__Data for the task__:

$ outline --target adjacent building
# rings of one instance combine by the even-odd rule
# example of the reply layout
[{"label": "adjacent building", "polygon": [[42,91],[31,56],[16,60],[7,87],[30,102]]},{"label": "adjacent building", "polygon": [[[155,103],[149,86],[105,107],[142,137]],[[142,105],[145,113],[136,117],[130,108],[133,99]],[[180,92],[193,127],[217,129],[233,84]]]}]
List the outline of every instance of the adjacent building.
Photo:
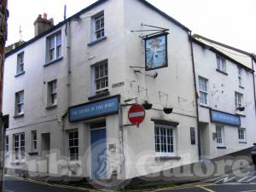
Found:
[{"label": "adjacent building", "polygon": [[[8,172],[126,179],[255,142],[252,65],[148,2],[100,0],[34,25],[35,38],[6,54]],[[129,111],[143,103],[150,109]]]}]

==

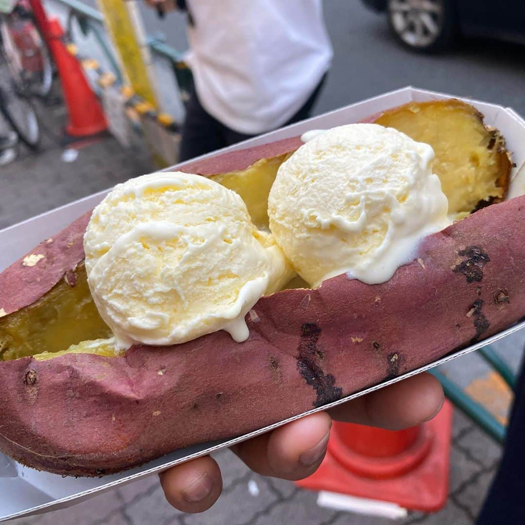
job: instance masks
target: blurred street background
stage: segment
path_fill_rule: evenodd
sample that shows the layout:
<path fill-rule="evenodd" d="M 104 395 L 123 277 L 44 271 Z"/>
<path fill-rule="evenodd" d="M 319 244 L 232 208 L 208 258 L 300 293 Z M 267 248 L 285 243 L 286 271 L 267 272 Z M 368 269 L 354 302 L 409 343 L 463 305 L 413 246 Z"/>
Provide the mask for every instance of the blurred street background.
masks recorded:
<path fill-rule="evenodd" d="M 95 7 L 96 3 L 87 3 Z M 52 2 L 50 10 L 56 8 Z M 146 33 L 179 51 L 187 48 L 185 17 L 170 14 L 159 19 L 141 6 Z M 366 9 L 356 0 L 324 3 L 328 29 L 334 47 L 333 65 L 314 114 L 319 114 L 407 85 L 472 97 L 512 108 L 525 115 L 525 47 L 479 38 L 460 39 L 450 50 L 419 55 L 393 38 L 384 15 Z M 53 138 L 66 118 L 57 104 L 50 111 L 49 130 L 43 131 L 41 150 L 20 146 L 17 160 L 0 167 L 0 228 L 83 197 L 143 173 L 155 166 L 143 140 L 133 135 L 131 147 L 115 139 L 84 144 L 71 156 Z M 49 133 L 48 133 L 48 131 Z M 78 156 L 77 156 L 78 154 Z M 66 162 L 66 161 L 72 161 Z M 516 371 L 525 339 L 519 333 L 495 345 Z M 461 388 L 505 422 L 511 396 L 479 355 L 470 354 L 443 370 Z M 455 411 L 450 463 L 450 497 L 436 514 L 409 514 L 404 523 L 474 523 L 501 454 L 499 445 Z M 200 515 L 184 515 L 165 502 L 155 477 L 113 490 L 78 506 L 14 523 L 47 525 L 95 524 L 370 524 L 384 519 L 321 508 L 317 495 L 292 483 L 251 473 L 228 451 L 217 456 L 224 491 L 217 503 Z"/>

__Problem statement__:
From the items above, pull out every line that contains the string "outline", and copy those lines unchanged.

__Task output__:
$ outline --target adjacent building
List the outline of every instance of the adjacent building.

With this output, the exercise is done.